Aim: From the line containing "Placement rule: one point per instance of the metal" down to the last line of the material, return those lines verbatim and only those.

Exercise inputs:

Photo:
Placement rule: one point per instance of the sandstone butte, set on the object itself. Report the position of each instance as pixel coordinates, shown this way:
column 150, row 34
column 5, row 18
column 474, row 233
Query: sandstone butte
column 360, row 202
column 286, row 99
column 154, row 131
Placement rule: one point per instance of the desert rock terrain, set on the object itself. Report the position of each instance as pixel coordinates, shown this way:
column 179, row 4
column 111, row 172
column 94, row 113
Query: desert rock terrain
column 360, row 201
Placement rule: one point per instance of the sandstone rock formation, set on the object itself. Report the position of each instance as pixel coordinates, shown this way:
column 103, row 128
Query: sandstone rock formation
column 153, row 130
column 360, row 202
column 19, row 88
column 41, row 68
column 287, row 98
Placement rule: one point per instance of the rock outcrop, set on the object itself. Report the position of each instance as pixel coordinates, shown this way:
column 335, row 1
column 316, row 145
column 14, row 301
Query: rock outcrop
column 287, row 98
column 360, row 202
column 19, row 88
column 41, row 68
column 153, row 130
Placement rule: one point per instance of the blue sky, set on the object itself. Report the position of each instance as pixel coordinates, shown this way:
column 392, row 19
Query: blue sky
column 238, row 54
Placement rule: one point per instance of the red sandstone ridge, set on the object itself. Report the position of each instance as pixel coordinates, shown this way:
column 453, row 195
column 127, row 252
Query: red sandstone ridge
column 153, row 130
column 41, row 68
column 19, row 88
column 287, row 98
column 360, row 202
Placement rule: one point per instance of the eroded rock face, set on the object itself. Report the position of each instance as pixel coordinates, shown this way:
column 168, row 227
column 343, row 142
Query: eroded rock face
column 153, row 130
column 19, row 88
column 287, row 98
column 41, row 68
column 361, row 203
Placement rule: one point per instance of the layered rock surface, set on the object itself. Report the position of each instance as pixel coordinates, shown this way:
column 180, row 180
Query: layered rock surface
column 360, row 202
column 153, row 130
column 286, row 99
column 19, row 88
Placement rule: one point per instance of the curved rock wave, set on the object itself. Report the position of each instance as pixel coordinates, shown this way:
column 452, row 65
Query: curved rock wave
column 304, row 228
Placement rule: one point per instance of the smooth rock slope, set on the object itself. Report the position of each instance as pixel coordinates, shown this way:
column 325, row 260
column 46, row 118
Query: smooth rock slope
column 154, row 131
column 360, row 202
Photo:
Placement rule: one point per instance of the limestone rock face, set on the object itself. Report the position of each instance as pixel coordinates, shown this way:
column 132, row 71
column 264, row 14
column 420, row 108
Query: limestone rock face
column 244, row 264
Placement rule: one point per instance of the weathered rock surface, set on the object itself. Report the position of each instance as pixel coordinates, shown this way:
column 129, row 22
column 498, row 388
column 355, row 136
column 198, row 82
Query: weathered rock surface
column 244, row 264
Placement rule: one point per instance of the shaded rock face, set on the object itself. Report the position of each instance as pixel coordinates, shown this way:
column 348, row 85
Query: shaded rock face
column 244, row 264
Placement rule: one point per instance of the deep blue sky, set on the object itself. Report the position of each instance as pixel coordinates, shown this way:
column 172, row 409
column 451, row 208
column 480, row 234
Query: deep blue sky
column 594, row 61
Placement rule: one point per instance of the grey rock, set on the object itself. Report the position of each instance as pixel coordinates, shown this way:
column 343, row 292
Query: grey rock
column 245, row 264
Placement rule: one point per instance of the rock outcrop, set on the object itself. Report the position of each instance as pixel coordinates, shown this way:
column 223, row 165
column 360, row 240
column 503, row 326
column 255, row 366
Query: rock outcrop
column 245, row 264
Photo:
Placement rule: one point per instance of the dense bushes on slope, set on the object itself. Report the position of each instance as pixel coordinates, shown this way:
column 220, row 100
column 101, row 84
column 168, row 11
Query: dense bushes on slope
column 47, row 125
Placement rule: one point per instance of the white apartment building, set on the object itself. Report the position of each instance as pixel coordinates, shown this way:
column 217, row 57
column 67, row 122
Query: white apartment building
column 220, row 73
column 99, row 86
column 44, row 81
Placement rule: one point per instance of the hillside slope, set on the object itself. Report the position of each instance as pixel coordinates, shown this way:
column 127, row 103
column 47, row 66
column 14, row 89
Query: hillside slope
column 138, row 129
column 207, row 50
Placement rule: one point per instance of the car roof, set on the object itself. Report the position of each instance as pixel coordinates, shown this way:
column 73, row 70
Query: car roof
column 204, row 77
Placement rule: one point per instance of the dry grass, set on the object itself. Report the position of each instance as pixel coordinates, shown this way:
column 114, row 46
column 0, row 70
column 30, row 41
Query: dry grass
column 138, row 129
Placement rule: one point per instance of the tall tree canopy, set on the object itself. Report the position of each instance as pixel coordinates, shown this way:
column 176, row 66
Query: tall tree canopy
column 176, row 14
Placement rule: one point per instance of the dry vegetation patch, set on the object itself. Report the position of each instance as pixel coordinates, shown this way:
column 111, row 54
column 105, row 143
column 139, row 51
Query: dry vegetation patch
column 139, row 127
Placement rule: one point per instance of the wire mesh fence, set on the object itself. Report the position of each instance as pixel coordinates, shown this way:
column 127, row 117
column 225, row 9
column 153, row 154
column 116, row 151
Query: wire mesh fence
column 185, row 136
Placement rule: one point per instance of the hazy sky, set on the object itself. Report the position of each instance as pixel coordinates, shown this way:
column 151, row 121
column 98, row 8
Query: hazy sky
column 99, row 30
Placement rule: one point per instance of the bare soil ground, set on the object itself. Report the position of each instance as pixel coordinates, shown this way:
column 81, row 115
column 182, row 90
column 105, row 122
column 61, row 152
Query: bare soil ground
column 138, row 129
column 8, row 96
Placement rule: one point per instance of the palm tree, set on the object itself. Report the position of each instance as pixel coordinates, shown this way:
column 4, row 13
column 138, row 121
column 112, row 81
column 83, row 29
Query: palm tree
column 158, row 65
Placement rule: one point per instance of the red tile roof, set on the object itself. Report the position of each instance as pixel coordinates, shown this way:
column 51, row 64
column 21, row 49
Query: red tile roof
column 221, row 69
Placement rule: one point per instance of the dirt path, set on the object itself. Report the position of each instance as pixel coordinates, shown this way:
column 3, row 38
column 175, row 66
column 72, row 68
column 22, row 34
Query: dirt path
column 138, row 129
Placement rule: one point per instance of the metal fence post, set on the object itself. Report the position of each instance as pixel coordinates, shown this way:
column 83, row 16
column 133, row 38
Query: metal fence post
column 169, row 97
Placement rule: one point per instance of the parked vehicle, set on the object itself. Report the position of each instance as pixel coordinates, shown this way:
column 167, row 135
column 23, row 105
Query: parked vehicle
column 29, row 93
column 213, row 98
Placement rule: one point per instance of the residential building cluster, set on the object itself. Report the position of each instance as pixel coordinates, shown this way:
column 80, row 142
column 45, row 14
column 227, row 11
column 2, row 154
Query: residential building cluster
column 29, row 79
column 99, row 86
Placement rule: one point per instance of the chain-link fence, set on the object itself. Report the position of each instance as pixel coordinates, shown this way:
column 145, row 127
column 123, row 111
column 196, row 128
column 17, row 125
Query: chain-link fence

Result for this exercise:
Placement rule: one point per instance of the metal fence post, set on the object itself. Report the position of each instance as pixel coordinates, shown this way:
column 83, row 16
column 133, row 38
Query: metal fence post
column 169, row 97
Placement rule: one point per instance of the parked vehicle, set on the object itself. Report the position of each instance as pixel coordinates, shown this way:
column 167, row 135
column 23, row 105
Query: parked vehicle
column 29, row 93
column 213, row 98
Placement rule: one point per instance of the residential building cluster, set on the object itself. Report the position of each instance as pixel coordinates, shown this way:
column 80, row 142
column 45, row 14
column 227, row 11
column 2, row 154
Query: residential building cluster
column 29, row 79
column 99, row 86
Placement rule: one point per instance of the chain-link fence, set on the object itself. Report the position of each instance as pixel coordinates, shown this way:
column 145, row 127
column 123, row 111
column 196, row 128
column 17, row 125
Query: chain-link fence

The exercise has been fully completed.